• SHORT EXERCISE: Return only the line that contains "Point out every instance of the bushy" and each line after it, through the last line of the data below, copied exactly.

Photo-based point labeling data:
▼▼▼

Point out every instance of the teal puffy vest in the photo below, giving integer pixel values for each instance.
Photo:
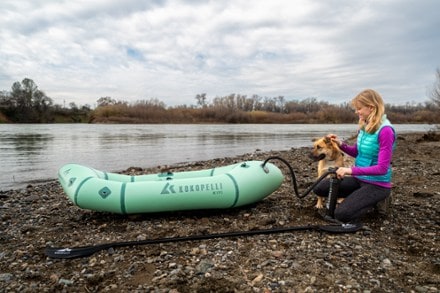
(368, 151)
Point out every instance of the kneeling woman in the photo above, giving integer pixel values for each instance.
(369, 180)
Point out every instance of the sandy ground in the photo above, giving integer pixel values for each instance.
(398, 252)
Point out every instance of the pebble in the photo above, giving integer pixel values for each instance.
(298, 261)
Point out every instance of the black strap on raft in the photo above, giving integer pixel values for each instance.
(292, 173)
(83, 251)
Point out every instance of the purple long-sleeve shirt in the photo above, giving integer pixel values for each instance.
(386, 141)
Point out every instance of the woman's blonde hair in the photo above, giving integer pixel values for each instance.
(370, 98)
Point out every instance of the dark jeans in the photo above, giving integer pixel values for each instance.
(359, 196)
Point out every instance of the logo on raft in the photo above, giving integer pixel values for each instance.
(216, 188)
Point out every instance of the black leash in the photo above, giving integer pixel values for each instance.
(75, 252)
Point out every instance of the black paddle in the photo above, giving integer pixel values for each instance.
(75, 252)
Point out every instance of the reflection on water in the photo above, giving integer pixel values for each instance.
(30, 152)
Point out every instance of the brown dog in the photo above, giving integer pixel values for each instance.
(328, 154)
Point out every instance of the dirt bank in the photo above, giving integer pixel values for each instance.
(394, 253)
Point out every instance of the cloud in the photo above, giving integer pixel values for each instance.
(172, 50)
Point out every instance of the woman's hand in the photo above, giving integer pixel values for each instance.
(343, 171)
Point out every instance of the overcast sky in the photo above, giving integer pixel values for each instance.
(81, 50)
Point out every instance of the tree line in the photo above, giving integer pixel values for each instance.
(25, 103)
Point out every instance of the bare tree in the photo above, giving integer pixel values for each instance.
(435, 95)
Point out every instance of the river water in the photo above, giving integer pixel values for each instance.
(31, 153)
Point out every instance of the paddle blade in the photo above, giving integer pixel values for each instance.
(341, 228)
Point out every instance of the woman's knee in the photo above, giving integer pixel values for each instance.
(322, 188)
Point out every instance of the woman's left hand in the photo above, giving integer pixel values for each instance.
(343, 171)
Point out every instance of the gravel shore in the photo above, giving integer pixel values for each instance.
(397, 252)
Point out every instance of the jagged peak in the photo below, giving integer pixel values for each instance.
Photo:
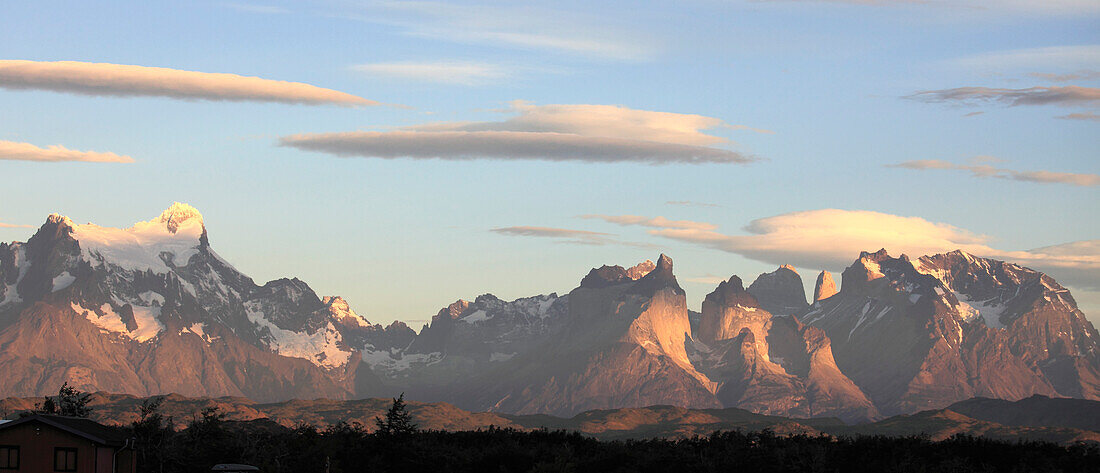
(57, 218)
(640, 270)
(178, 213)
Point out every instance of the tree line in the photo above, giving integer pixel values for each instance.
(396, 444)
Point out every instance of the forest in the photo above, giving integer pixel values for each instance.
(396, 444)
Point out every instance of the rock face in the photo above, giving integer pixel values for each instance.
(153, 309)
(825, 287)
(912, 338)
(771, 364)
(780, 292)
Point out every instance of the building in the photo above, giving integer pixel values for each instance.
(42, 443)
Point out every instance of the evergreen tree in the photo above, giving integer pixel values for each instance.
(69, 402)
(397, 421)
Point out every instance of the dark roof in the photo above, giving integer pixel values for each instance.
(77, 426)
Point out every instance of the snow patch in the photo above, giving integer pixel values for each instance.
(394, 363)
(477, 316)
(63, 281)
(144, 246)
(988, 310)
(499, 356)
(321, 348)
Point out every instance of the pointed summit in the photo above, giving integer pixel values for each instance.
(825, 287)
(178, 213)
(780, 292)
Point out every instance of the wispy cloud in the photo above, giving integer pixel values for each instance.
(1080, 75)
(507, 145)
(1084, 116)
(521, 25)
(568, 235)
(124, 80)
(978, 7)
(659, 222)
(440, 72)
(832, 238)
(15, 151)
(1033, 96)
(602, 121)
(581, 132)
(690, 204)
(977, 168)
(251, 8)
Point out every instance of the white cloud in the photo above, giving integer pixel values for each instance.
(979, 169)
(523, 26)
(603, 121)
(1034, 96)
(441, 72)
(124, 80)
(507, 145)
(832, 239)
(979, 7)
(559, 132)
(659, 222)
(1082, 117)
(690, 204)
(567, 235)
(14, 151)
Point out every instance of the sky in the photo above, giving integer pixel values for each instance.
(405, 155)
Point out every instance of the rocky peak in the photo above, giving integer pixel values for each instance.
(605, 276)
(178, 213)
(452, 311)
(825, 287)
(640, 270)
(659, 278)
(780, 292)
(732, 293)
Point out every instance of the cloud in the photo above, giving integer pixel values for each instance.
(982, 7)
(14, 151)
(123, 80)
(1080, 75)
(833, 238)
(1035, 96)
(1085, 117)
(506, 145)
(440, 72)
(659, 222)
(600, 120)
(581, 132)
(568, 235)
(690, 204)
(256, 8)
(523, 26)
(979, 169)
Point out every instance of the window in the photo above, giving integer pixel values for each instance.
(9, 458)
(64, 460)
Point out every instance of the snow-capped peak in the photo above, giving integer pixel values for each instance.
(173, 237)
(179, 213)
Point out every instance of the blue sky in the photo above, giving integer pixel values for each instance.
(827, 96)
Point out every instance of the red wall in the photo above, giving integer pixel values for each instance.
(36, 442)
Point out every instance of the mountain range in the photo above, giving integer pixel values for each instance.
(153, 309)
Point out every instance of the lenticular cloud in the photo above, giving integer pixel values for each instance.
(124, 80)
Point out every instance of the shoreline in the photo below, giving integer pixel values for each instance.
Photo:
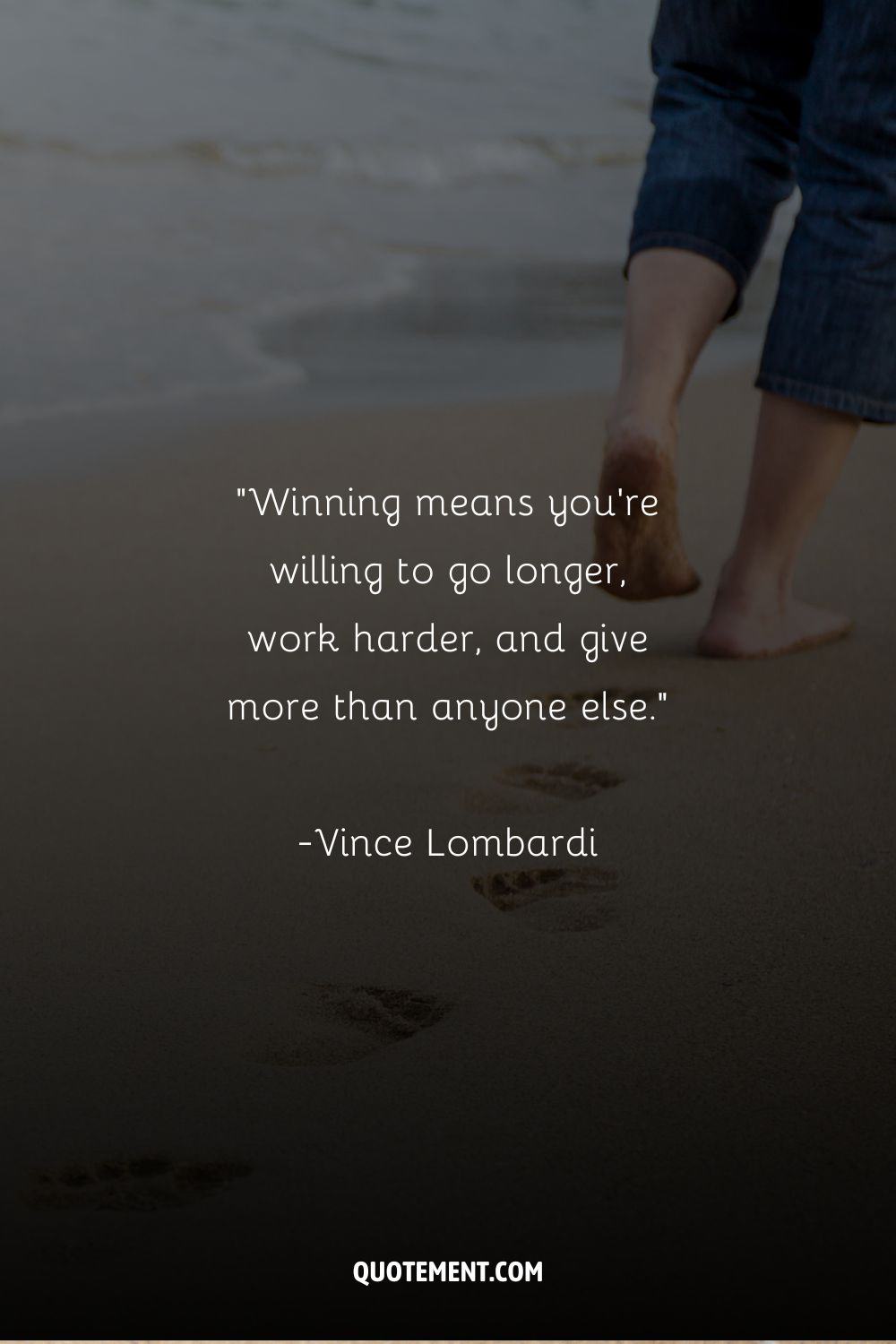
(190, 986)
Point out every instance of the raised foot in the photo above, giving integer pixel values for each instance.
(648, 551)
(740, 631)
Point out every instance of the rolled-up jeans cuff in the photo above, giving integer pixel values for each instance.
(718, 218)
(702, 247)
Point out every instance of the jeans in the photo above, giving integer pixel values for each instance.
(755, 97)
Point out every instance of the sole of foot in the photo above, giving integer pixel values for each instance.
(740, 633)
(648, 551)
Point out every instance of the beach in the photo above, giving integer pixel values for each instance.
(238, 1064)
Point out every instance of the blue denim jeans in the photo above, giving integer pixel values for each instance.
(755, 97)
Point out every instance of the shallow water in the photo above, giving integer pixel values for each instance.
(314, 196)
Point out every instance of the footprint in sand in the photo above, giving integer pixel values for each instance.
(562, 900)
(349, 1021)
(570, 780)
(136, 1185)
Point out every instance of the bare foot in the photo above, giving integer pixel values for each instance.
(747, 625)
(646, 550)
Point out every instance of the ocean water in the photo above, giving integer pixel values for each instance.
(323, 199)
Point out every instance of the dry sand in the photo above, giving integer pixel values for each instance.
(670, 1074)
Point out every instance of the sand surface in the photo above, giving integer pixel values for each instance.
(675, 1072)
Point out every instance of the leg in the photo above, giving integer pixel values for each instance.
(726, 116)
(831, 333)
(676, 298)
(799, 452)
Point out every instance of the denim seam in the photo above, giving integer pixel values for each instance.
(831, 397)
(691, 242)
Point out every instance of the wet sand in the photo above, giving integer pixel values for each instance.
(237, 1067)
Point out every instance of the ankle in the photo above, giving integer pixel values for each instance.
(747, 583)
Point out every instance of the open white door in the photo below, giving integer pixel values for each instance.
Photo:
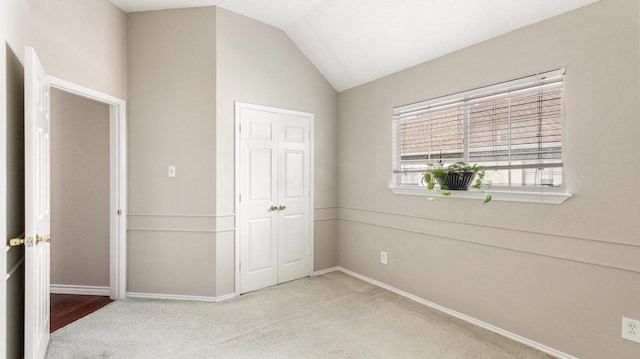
(37, 207)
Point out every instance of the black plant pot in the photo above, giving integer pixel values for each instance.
(459, 181)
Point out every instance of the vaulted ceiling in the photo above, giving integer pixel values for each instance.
(353, 42)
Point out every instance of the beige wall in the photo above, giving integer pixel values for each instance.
(259, 64)
(186, 70)
(15, 202)
(172, 113)
(79, 190)
(562, 275)
(76, 40)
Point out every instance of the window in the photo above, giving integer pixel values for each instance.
(514, 129)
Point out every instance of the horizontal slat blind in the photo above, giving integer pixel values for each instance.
(508, 126)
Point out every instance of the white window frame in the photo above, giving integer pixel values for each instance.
(541, 194)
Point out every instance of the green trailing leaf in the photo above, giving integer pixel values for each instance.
(436, 174)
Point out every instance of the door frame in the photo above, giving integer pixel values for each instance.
(118, 181)
(239, 106)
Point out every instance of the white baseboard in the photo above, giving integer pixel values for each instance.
(193, 298)
(466, 318)
(79, 289)
(325, 271)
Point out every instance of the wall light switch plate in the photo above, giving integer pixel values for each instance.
(631, 329)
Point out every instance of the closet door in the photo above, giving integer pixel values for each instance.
(258, 200)
(293, 198)
(274, 226)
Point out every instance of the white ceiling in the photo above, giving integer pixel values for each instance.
(353, 42)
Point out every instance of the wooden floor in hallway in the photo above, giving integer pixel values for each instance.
(67, 308)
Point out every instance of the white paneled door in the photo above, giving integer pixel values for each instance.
(275, 197)
(37, 207)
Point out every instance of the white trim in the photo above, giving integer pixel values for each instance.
(466, 318)
(497, 195)
(14, 268)
(4, 249)
(79, 290)
(118, 180)
(325, 271)
(180, 215)
(311, 116)
(179, 230)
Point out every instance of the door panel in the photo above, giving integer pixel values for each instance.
(259, 243)
(294, 175)
(258, 229)
(275, 202)
(37, 207)
(290, 245)
(260, 170)
(294, 235)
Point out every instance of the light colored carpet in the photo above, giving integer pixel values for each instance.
(329, 316)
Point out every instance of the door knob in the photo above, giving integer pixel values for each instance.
(45, 238)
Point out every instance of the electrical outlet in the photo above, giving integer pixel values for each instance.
(383, 257)
(631, 329)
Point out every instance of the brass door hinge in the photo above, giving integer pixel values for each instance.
(18, 241)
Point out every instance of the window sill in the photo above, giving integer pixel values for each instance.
(497, 195)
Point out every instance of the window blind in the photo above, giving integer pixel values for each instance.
(507, 126)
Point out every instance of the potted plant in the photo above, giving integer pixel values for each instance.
(457, 176)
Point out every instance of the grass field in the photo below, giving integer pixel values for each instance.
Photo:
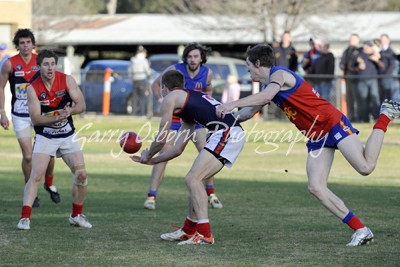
(268, 219)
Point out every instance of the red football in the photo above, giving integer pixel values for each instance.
(130, 142)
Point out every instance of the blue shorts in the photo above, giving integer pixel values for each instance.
(338, 132)
(175, 126)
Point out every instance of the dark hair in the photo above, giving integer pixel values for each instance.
(23, 33)
(46, 53)
(192, 46)
(262, 52)
(173, 79)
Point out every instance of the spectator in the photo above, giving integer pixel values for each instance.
(231, 90)
(285, 53)
(366, 65)
(3, 54)
(140, 71)
(324, 65)
(310, 57)
(387, 64)
(351, 83)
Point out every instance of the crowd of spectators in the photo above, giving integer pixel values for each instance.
(370, 70)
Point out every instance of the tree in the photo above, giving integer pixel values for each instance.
(266, 15)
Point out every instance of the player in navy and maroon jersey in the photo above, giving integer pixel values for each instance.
(224, 143)
(20, 70)
(50, 99)
(325, 126)
(197, 78)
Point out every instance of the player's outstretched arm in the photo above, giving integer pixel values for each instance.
(76, 95)
(184, 135)
(4, 73)
(247, 113)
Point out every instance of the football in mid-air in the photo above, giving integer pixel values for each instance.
(130, 142)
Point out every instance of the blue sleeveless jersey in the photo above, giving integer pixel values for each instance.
(200, 108)
(197, 83)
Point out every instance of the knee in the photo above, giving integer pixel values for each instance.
(80, 177)
(366, 169)
(190, 180)
(27, 158)
(316, 190)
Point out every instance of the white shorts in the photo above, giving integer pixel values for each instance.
(22, 126)
(226, 145)
(56, 146)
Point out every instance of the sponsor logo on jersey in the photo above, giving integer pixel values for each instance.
(290, 113)
(19, 74)
(199, 85)
(45, 103)
(338, 136)
(20, 90)
(60, 93)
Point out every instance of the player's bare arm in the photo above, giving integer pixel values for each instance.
(279, 81)
(76, 96)
(155, 86)
(247, 113)
(184, 134)
(35, 111)
(167, 109)
(209, 89)
(4, 73)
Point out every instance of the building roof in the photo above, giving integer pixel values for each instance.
(179, 29)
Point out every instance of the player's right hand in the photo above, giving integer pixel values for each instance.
(5, 123)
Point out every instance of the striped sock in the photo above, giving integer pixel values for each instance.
(26, 212)
(204, 228)
(48, 180)
(210, 189)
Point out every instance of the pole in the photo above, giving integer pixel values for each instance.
(107, 91)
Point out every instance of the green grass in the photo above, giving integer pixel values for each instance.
(268, 219)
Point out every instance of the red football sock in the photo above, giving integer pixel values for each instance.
(382, 122)
(151, 195)
(48, 180)
(26, 212)
(355, 223)
(189, 227)
(204, 229)
(210, 189)
(76, 209)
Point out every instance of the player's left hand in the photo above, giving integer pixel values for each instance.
(144, 158)
(223, 109)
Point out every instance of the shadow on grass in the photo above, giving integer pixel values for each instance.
(261, 224)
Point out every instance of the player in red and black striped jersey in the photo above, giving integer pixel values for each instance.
(50, 99)
(325, 126)
(20, 70)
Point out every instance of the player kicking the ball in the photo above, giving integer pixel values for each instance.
(325, 126)
(226, 140)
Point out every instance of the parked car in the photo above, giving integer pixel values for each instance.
(92, 85)
(220, 66)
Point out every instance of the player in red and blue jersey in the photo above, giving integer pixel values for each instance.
(325, 126)
(197, 78)
(50, 99)
(20, 70)
(224, 143)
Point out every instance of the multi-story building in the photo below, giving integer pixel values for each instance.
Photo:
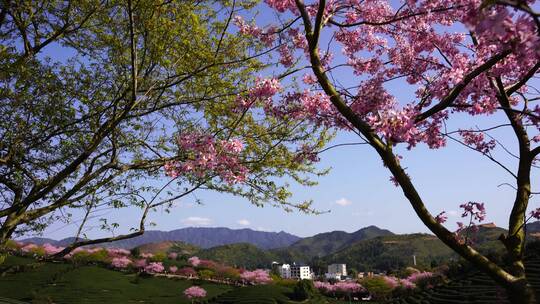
(287, 271)
(336, 271)
(301, 272)
(284, 270)
(340, 269)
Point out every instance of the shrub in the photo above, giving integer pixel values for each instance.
(304, 290)
(206, 274)
(378, 287)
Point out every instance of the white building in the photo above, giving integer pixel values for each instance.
(301, 272)
(284, 270)
(287, 271)
(336, 271)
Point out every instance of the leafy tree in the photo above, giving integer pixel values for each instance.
(93, 95)
(488, 68)
(304, 290)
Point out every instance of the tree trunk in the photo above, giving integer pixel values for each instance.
(521, 292)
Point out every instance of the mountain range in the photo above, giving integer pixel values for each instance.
(367, 249)
(204, 237)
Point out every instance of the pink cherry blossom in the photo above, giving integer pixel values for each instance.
(441, 217)
(121, 262)
(154, 267)
(535, 213)
(187, 271)
(194, 261)
(207, 156)
(50, 249)
(257, 276)
(114, 252)
(195, 292)
(146, 255)
(140, 263)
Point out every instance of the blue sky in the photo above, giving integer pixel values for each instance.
(357, 191)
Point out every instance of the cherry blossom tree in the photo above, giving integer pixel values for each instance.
(257, 276)
(468, 58)
(99, 103)
(195, 292)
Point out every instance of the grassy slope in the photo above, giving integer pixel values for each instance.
(63, 283)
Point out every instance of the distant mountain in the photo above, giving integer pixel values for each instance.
(201, 237)
(323, 244)
(391, 252)
(240, 255)
(168, 246)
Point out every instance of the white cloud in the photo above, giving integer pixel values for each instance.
(363, 213)
(196, 221)
(453, 213)
(243, 222)
(343, 202)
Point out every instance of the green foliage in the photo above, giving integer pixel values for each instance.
(377, 287)
(304, 290)
(65, 284)
(158, 257)
(84, 257)
(206, 274)
(89, 137)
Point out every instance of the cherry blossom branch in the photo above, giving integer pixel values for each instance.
(456, 90)
(390, 160)
(393, 19)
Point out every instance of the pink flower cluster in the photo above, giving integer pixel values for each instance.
(342, 287)
(424, 51)
(121, 262)
(194, 261)
(441, 217)
(267, 36)
(146, 255)
(477, 141)
(257, 276)
(118, 252)
(475, 210)
(51, 249)
(419, 276)
(394, 282)
(206, 156)
(154, 267)
(187, 271)
(195, 292)
(535, 213)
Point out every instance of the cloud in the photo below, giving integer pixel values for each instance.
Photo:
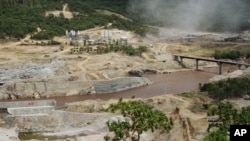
(191, 14)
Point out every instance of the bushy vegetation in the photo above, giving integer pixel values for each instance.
(227, 115)
(20, 17)
(138, 118)
(232, 87)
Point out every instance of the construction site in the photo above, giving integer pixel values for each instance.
(41, 87)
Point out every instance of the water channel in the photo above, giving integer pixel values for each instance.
(171, 83)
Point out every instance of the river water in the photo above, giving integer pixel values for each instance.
(171, 83)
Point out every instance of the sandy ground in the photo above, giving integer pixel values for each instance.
(95, 67)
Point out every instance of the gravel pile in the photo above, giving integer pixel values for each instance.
(30, 70)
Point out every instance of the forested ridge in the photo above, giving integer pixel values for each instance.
(20, 17)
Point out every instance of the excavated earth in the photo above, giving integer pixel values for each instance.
(29, 71)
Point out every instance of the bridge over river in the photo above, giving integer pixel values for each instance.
(180, 58)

▲▲▲

• RESULT:
Point out every instance of the bushy vegetation in the photo above, giving integer pixel values for each instance.
(227, 115)
(20, 17)
(138, 118)
(232, 87)
Point out every instance of the construction site in the photo above, giving integer pixel values for each instance.
(41, 87)
Point out every instance of the water channel in the photo above, giving integer pixel values for each instance.
(171, 83)
Point out every instance of the river water in the photo above, giving integer pixel values for each instance.
(171, 83)
Point out every instance of the sandy ground in the photo above, giving integer pixel values for each instance.
(95, 67)
Point out every instance of the gravel pile in the photo above, giving integer pixel values for each instance.
(30, 70)
Point out every instance of the forested ridge in the photo above, giving integer pixel values for each instance.
(20, 17)
Point out every instance of the excavated earth in the photo above, giving integer pixel values for each instance.
(29, 71)
Point out every instance of the bridge over river in the photo above, giving integer pixel values for each instance.
(180, 58)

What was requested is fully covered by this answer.